→ **TEXT SECTION**:

>>>

In the eighties he moved back to Belchertown, MA after burning out on the city. “Everything seemed ugly. That’s when hardcore was taking over, and everybody I knew was doing heroin or meth. I didn’t want to be a junkie, but a lot of people continued to do it and were junkies. And it was just sleazy and ugly. Everywhere I looked on the streets, everything was ugly. And I thought, why am I living here if I think everything is ugly?

“Moving to the city was an adventure, but after awhile it lost its appeal, so I just went back to the country. I love nature. I take tons of nature photos. I hike every single day. I just love it, and it’s hard to explain why, I just do.”

Several Epitapes cassettes, from Tetrault’s own collection. (Image credit: Mike Tetrault)

The Beginnings of Epitapes

While Epitapes is often listed as being a Belchertown label, Tetrault explains that he had actually moved to a different town in the same area, Sunderland, by the time the first tape came out.

That first tape was titled The Beauty of the Warning and featured a number of artists that Tetrault was in touch with at the time. Some were friends from San Francisco, including numerous former roommates, including Robert Turman (one half of NON), Fortune Dagger, and Arkansaw Man. Others were people he knew via the mail. “I must have just written to these people, and they’re the ones that responded, and I liked whatever they sent.”

Tetrault still has the master copy of this compilation. Over the phone, he takes me through some of the tracks. “Endless Calm is me,” he laughs. “Randy Greif was fantastic, you don’t hear about him too much anymore. John Hudak is a very interesting person. He would do these really simple pieces. [His track] ‘Eighteen Pennies,’ he actually just played with a pile of eighteen pennies… When you listen to it, you can tell. It’s just a pile very slowly being fondled, basically. Just playing gently with these pennies. It’s a very relaxing little song, and everything he does is like that, as far as I know. He’ll hit tree branches together, it’s always these simple little things.”

<<<

→ **GOAL**: Can you give the Epitapes text again between "While Epitapes is" and "tape came out.", inclusive, with "label" swapped for "imprint"?

→ **DATA SUPPLIED**:

>>>

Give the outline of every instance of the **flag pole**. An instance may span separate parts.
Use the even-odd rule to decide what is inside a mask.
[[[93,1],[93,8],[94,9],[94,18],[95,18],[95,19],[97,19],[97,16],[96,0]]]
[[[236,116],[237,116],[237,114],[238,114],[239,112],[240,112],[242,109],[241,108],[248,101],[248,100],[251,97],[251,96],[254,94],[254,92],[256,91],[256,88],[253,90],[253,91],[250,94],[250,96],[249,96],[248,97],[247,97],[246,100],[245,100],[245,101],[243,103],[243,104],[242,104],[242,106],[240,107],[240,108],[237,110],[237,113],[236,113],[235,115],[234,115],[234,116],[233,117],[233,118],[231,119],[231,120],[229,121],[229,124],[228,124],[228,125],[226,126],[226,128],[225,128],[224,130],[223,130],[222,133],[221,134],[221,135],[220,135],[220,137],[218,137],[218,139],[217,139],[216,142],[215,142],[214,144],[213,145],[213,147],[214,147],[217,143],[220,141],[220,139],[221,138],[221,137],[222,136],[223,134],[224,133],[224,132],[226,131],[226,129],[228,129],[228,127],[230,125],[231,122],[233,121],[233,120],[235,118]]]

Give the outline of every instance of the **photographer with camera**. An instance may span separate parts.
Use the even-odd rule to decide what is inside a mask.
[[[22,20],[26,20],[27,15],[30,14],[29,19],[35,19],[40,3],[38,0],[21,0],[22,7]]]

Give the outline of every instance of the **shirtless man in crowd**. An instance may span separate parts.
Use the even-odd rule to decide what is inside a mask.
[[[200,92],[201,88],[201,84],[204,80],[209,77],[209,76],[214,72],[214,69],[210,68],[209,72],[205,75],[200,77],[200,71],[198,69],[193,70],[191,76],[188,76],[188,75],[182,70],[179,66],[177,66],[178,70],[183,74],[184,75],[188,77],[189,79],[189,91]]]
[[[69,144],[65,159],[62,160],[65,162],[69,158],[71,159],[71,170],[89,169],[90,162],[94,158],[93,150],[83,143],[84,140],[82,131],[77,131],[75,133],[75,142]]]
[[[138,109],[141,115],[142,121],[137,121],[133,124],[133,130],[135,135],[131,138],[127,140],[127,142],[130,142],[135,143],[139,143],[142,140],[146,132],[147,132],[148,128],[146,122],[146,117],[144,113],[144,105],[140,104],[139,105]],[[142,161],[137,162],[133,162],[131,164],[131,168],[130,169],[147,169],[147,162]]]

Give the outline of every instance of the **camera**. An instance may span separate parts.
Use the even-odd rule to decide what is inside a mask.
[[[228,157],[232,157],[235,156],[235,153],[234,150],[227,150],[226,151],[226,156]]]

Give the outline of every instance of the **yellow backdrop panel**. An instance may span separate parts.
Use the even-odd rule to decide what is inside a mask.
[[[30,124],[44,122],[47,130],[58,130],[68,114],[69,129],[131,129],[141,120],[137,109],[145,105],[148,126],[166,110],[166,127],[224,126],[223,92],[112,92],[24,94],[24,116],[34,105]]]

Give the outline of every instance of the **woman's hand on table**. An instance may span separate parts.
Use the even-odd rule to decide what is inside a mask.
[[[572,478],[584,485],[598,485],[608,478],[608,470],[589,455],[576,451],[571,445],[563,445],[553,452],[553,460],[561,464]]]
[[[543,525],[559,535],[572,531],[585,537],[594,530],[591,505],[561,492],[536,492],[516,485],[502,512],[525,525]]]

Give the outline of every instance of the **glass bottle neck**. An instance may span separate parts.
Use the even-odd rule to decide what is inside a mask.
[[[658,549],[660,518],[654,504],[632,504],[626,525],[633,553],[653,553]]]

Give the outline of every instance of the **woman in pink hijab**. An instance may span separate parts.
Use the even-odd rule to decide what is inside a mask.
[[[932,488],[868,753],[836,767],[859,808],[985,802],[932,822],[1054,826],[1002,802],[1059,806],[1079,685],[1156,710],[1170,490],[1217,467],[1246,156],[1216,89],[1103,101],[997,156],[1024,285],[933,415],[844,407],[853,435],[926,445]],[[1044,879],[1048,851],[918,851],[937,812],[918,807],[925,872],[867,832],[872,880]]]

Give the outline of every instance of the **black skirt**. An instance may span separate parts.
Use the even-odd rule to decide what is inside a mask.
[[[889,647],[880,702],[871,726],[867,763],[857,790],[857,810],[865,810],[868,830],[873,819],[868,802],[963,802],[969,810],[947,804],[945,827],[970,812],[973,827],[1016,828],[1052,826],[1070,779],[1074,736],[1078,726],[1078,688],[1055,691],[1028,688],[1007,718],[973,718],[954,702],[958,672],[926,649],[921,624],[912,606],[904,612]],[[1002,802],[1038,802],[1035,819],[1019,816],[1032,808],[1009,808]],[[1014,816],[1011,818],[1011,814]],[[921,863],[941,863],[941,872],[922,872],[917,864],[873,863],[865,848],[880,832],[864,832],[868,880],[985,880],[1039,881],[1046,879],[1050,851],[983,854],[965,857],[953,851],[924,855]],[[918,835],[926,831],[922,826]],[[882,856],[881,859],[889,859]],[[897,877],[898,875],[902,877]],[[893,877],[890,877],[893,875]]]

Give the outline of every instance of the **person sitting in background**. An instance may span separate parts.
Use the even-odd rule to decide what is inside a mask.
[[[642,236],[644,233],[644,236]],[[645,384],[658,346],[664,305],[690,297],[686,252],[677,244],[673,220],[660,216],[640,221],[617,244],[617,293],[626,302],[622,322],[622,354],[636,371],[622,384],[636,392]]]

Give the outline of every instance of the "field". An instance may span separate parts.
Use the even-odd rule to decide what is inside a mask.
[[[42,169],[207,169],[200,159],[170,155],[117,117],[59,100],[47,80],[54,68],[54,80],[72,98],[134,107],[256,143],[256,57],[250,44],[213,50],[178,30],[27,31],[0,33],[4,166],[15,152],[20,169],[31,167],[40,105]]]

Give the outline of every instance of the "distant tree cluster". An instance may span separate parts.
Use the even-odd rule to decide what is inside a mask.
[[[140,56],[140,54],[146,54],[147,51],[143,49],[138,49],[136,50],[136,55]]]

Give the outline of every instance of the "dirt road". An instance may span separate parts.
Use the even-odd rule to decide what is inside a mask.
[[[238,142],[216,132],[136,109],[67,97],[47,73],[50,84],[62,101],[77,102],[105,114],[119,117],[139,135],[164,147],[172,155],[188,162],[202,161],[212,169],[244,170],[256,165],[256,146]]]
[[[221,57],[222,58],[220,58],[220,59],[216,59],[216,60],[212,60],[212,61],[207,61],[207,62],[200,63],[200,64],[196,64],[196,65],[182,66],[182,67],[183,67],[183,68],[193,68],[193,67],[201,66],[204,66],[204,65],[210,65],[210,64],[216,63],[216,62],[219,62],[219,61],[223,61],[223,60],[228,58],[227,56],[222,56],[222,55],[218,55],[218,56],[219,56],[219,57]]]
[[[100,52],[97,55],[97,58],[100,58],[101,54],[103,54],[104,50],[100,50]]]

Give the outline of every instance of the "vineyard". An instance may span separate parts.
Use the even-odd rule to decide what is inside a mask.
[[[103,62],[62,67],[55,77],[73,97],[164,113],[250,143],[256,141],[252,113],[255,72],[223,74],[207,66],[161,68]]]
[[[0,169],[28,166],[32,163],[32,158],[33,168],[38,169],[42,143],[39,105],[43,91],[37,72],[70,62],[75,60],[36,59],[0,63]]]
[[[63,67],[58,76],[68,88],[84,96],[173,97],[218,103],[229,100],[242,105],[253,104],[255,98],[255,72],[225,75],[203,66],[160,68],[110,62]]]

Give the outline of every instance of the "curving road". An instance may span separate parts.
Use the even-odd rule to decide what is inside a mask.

<<<

→ **RESPONSE BELOW**:
While Epitapes is often listed as being a Belchertown imprint, Tetrault explains that he had actually moved to a different town in the same area, Sunderland, by the time the first tape came out.